Find the line that contains "Return one point per instance of the stacked" in the entries below. Output it and each later line exactly, and nothing else.

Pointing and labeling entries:
☆ ☆ ☆ ☆ ☆ ☆ ☆
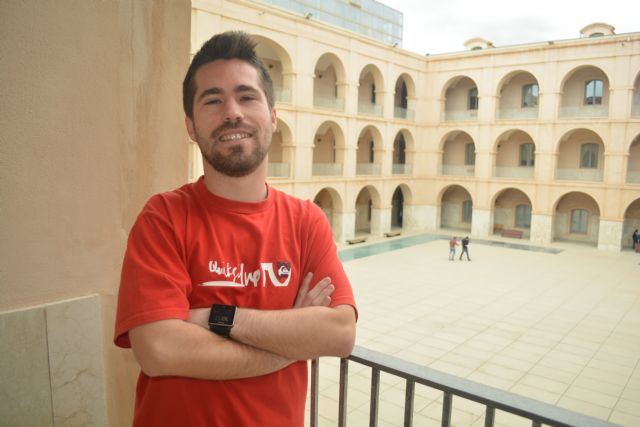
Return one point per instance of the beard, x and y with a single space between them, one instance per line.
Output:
238 160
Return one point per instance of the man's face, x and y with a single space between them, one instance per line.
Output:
232 122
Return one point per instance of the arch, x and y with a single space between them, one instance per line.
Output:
456 206
458 154
514 155
329 201
328 83
453 82
512 209
633 161
397 207
279 65
280 151
580 156
576 218
369 151
584 93
328 150
370 89
368 198
518 96
631 223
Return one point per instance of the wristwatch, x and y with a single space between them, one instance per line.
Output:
221 319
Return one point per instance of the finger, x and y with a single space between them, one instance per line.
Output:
304 289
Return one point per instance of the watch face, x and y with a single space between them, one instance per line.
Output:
222 314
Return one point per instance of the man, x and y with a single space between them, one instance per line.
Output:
452 248
231 254
465 248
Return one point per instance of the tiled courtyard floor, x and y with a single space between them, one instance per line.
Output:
561 328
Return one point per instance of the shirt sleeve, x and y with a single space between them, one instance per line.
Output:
321 258
154 283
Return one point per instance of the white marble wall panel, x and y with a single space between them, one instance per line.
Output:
25 392
51 368
75 357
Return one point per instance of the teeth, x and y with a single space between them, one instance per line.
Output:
234 137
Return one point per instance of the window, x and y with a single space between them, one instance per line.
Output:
473 99
470 154
579 221
530 95
589 156
593 92
527 152
523 216
467 207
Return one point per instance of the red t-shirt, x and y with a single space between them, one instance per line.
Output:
190 249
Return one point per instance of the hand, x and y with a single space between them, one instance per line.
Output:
320 295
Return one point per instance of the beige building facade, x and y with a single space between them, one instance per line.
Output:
542 139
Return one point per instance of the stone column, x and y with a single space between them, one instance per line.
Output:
610 235
380 221
541 229
481 222
345 226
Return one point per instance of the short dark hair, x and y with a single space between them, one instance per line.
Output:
227 45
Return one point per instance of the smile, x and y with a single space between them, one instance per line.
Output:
234 136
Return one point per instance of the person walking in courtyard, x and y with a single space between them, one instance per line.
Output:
452 248
465 248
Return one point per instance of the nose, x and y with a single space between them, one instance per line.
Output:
233 112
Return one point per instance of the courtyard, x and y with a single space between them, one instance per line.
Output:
560 324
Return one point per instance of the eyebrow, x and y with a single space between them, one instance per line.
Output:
218 91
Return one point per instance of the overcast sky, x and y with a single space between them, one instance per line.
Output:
443 26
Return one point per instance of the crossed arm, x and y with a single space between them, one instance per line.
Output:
263 341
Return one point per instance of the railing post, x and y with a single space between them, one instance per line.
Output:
489 416
446 409
344 379
375 395
314 393
408 403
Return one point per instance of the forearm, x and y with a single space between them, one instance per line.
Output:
177 348
300 334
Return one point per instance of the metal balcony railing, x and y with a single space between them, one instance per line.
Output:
492 398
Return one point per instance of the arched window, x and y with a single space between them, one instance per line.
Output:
527 154
523 216
467 208
593 92
371 151
589 156
579 221
530 95
470 154
473 99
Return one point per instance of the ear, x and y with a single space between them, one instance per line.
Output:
190 128
274 119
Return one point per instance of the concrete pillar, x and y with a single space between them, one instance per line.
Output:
610 235
345 225
541 229
481 222
380 221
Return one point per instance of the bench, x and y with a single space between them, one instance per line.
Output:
356 240
511 233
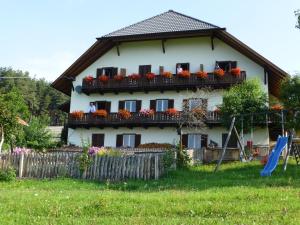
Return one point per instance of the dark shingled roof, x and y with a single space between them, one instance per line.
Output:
169 21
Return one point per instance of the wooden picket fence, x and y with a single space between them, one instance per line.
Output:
59 164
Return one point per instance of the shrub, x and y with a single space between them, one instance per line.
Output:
8 174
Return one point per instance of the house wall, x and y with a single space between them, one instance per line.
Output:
194 51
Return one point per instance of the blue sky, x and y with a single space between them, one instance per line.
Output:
44 37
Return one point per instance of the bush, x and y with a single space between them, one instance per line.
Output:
8 174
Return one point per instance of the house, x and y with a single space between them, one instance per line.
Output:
113 74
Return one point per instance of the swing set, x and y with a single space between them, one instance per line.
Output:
240 137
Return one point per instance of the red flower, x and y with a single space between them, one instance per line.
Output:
77 114
103 78
118 77
202 74
89 78
134 76
185 74
167 74
236 71
219 72
150 76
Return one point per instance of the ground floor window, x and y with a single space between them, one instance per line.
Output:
194 141
129 140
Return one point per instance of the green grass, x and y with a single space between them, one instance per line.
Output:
235 195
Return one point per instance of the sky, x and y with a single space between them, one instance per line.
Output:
44 37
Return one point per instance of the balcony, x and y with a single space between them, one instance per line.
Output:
159 119
160 83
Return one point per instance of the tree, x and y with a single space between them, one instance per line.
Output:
290 97
245 98
12 106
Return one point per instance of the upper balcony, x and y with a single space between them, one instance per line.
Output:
160 83
158 119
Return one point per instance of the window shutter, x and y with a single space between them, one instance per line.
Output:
138 105
203 140
171 103
107 106
99 72
137 140
153 104
98 140
185 140
119 141
121 104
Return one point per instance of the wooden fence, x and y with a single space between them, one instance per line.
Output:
58 164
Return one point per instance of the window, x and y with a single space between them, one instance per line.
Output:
194 141
129 140
130 106
226 65
195 103
161 105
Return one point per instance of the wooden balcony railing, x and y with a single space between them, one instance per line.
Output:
160 83
159 119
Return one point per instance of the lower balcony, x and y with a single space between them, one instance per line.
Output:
159 119
160 83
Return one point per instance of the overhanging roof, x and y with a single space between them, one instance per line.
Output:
163 26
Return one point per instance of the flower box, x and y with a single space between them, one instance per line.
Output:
235 72
100 113
124 114
103 78
147 112
171 112
134 76
184 74
150 76
89 79
219 72
202 74
118 77
167 74
77 114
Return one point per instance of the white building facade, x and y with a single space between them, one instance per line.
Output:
133 50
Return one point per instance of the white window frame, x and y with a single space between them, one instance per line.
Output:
129 140
162 105
130 105
194 141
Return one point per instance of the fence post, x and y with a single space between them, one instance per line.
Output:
21 163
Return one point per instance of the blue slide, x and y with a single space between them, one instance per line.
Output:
274 156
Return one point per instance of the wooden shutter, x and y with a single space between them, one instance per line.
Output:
138 105
121 104
203 140
119 142
153 104
185 140
107 106
137 140
99 72
171 103
98 140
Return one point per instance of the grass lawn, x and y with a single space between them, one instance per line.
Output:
235 195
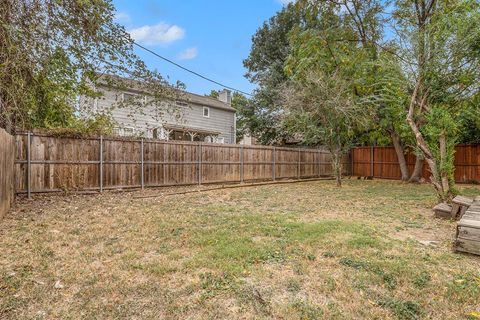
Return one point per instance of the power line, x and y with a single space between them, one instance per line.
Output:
188 70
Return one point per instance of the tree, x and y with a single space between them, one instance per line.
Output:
440 53
321 107
244 113
51 52
265 65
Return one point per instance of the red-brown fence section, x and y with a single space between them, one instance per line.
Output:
382 162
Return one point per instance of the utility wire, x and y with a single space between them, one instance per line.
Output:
191 71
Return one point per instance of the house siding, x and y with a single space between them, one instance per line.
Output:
220 120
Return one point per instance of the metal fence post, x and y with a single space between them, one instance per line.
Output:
274 165
142 174
200 163
241 163
29 164
101 165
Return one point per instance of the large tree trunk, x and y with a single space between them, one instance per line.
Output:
443 158
400 151
443 193
417 170
337 167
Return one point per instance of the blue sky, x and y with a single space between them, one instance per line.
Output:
211 37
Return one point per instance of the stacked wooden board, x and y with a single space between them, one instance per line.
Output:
468 230
455 211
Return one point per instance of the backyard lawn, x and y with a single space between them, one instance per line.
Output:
371 250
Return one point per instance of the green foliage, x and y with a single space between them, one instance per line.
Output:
469 123
439 121
265 65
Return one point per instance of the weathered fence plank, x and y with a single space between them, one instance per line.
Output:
382 162
7 157
59 164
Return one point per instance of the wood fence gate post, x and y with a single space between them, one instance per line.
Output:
352 152
101 165
200 163
372 167
298 165
142 174
241 163
318 162
29 164
274 164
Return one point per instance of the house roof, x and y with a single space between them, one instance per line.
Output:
135 86
190 129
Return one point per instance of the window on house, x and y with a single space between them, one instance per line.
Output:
128 97
206 112
128 131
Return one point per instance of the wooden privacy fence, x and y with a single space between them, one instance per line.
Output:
382 162
49 164
7 157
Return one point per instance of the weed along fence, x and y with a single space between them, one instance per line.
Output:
50 164
7 158
382 162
☆ ☆ ☆ ☆ ☆ ☆ ☆
* [The completed task]:
Return one point per instance of the stacked wooden board, x and y with a single space between them, one instance per line.
Output:
468 230
455 211
Return one point per instance of the backyard lawn, x and y with a single space between them, one instance per line.
Output:
371 250
Return one point per instance of the green foliage, x and y with a single space between them, one instance per line.
Output:
469 123
439 121
265 65
Return one point per instance of the weathered fence plank, x and y with a single space between them, one instance per line.
Output:
382 162
7 157
59 164
Return one point per instance of the wood fence gate post, x and y with a single space between them, one instance per line.
Output:
352 152
101 165
200 163
372 167
298 165
142 174
241 163
318 162
29 164
274 164
Return one point per instance of the house roof, x and y with a single space between them, one instance per line.
Output:
135 86
190 129
Return one point per instance of the window on house, x and y with a single space between them, one instance per line.
Output:
128 97
206 112
128 131
Return one point per instance of the wooden privacy fence, x and y with a single space between them, one instance per line.
Output:
382 162
49 164
7 157
Return one point per instance of the weed along fence, x and y with a single space between them, one instance per line.
Output:
50 164
7 158
382 162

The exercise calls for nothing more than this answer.